Dataset records:
****
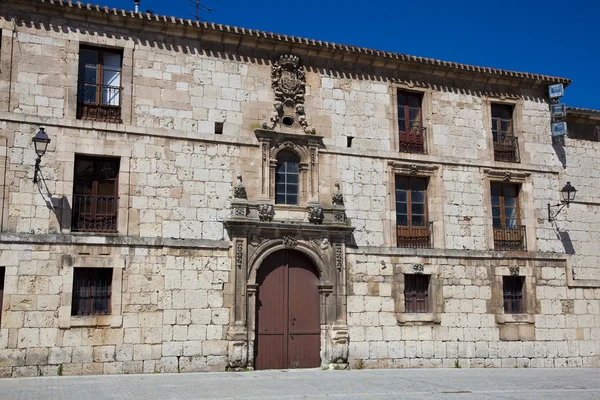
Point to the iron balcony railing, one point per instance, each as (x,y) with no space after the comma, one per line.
(94,213)
(506,149)
(412,141)
(510,238)
(99,102)
(416,236)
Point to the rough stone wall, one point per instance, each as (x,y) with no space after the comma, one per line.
(174,313)
(565,327)
(176,181)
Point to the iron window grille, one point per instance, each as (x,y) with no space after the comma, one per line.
(412,225)
(506,144)
(410,123)
(509,234)
(512,287)
(287,178)
(99,85)
(95,194)
(416,293)
(91,291)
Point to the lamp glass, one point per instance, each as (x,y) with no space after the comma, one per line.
(40,142)
(567,193)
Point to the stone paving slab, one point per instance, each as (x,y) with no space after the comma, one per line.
(464,384)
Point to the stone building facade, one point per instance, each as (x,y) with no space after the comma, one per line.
(207,188)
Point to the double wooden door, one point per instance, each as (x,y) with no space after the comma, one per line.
(287,311)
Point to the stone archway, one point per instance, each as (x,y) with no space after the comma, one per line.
(288,329)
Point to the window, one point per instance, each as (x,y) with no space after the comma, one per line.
(99,86)
(508,233)
(416,293)
(95,194)
(91,291)
(287,178)
(413,227)
(512,288)
(2,272)
(410,123)
(505,143)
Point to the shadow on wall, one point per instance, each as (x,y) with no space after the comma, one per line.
(565,239)
(558,143)
(59,205)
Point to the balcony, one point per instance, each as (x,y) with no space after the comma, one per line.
(415,236)
(506,149)
(412,141)
(94,214)
(510,238)
(99,103)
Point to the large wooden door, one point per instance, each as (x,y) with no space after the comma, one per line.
(287,310)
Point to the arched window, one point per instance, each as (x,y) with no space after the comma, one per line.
(287,178)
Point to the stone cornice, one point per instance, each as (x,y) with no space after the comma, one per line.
(152,23)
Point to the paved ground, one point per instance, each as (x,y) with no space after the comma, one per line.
(447,384)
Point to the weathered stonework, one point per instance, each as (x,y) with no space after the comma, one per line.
(190,237)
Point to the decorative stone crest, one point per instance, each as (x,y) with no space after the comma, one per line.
(290,241)
(337,198)
(315,214)
(239,191)
(288,81)
(266,212)
(322,243)
(255,240)
(418,268)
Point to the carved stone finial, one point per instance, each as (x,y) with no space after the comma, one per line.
(315,214)
(290,240)
(337,198)
(266,212)
(239,192)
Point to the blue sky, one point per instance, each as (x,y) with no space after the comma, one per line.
(552,37)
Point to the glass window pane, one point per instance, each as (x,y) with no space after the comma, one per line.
(418,197)
(90,74)
(401,208)
(112,61)
(418,184)
(510,202)
(418,209)
(292,199)
(418,220)
(111,78)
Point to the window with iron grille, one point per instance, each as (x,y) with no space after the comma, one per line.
(287,178)
(95,194)
(99,85)
(505,142)
(412,223)
(509,234)
(416,293)
(2,272)
(91,291)
(410,122)
(513,294)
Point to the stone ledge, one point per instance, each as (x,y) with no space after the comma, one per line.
(110,240)
(454,253)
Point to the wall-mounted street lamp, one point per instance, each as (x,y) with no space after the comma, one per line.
(40,142)
(567,195)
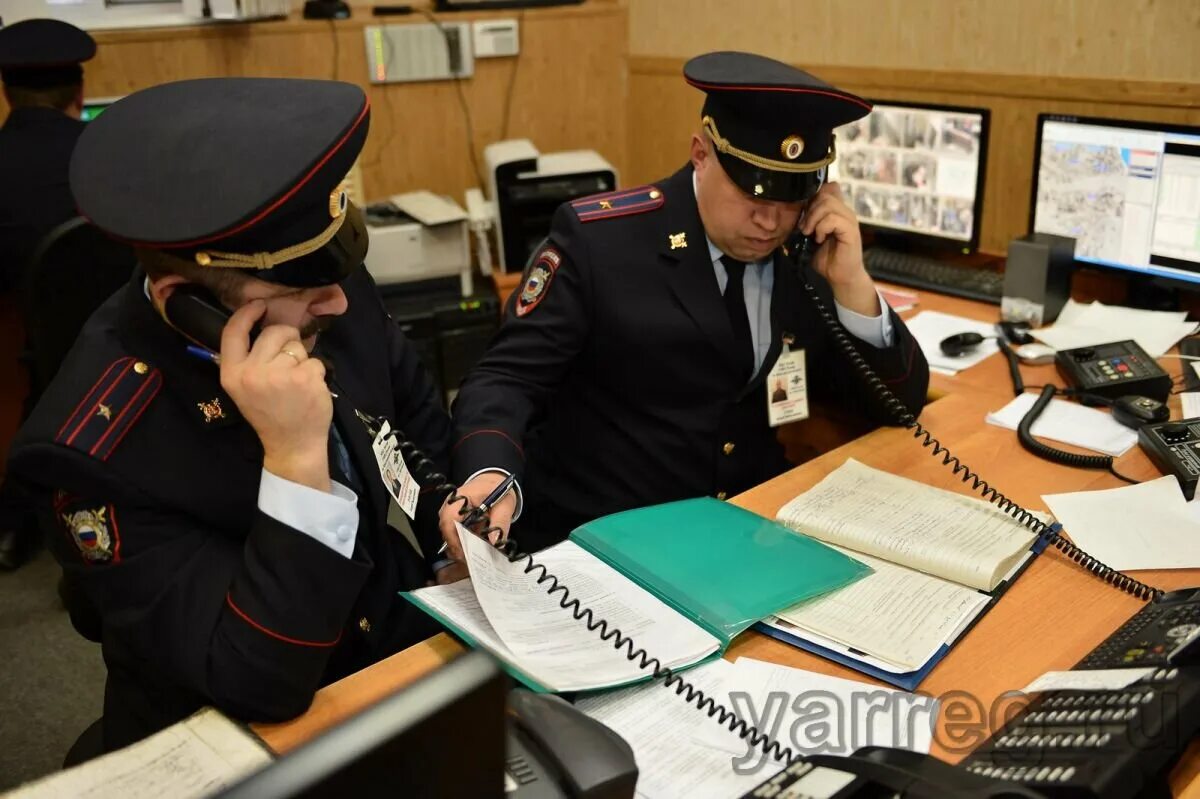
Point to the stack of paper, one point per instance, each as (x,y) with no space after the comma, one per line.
****
Type the entries again verbatim. Any pictures should be skipped.

Point to the iron balcony railing, one point per instance, each as (x,y) with no space after the comma, one per line.
(94,213)
(506,149)
(412,141)
(510,238)
(99,102)
(416,236)
Point to the rough stone wall, one point per instance, each as (x,y) with no space after the comma, one per line.
(174,313)
(565,327)
(176,181)
Point to the iron window grille, one point per instance, each as (x,y) with no space after the comma, one per line.
(412,225)
(506,144)
(410,123)
(509,234)
(512,287)
(287,178)
(99,85)
(95,194)
(416,293)
(91,291)
Point to the lamp glass, one point per instance, each as (x,y) with no space after the comma, one per line.
(40,142)
(567,193)
Point to the stone paving slab, one point per instance, each as (x,y) with no space after the comma, one per line.
(464,384)
Point to the stone building facade, one point per instance, each as (x,y) with no space after the comma, one per line.
(207,188)
Point to the double wooden door, one point per instance, each as (x,y) with no space after the comma, one per line.
(287,311)
Point to the stone archway, one point per instance, each as (x,y) with no space after the comma, one per line.
(288,329)
Point to the window, one point per instance, each as (x,y) with no space after the comma, one per line.
(99,86)
(508,233)
(416,293)
(95,194)
(91,291)
(287,178)
(413,227)
(512,288)
(2,272)
(410,123)
(505,143)
Point to the shadow on wall, one point per instance, each as (x,y) with no space after the comma, one per line.
(565,239)
(558,143)
(59,205)
Point to the balcony, one point per instance, each as (x,y) with no space after the comma, one per line.
(415,236)
(506,149)
(412,141)
(94,214)
(510,238)
(99,103)
Point to the large wooden door, one point per instance, each as (x,y) with no space after the comma, one per line.
(287,310)
Point to the arched window, one point per instance, each as (x,y) with no space after the comma, one per line.
(287,178)
Point to the stone cornice, one point per instance, each as (x,y) with no space after the comma, one per line.
(152,23)
Point to the paved ground, one point per instance, each as (x,y) with no space after the comma, one per line.
(447,384)
Point to the weathered stonework, one point per instance, each as (x,y) with no space after the comma, one per line.
(190,237)
Point to the decorative stone crest, one point per instance, each as (x,y) with no space after the comma, one per line.
(290,241)
(337,198)
(315,214)
(239,191)
(288,81)
(266,212)
(322,243)
(255,240)
(418,268)
Point to the carved stone finial, one point per instance, each as (x,y) with no space after the comma, one per line.
(315,214)
(290,240)
(337,198)
(266,212)
(239,192)
Point to the blue sky, one point per instance, each as (x,y) with no space after the comma, one per line.
(552,37)
Point to the glass window pane, one point per instance, each as (x,y) with no space after the comma, one per line.
(418,197)
(90,74)
(401,208)
(112,61)
(418,184)
(510,202)
(418,209)
(292,199)
(418,220)
(111,78)
Point to the window with iron grille, one point per instance, each as (x,y) with no space after the comma, one per line.
(287,178)
(95,194)
(99,85)
(505,142)
(412,223)
(509,234)
(416,293)
(2,272)
(91,291)
(410,122)
(513,294)
Point to the stone ledge, one point per instance, each as (x,y) with no space after the comma, one per line.
(110,240)
(454,253)
Point to the wall-mounted street lamp, one point per instance, each as (x,y) with no space after the comma, one per line.
(40,142)
(567,195)
Point to the stack of paper, one point per instance, each as (x,y) with no space after the comma, one per line.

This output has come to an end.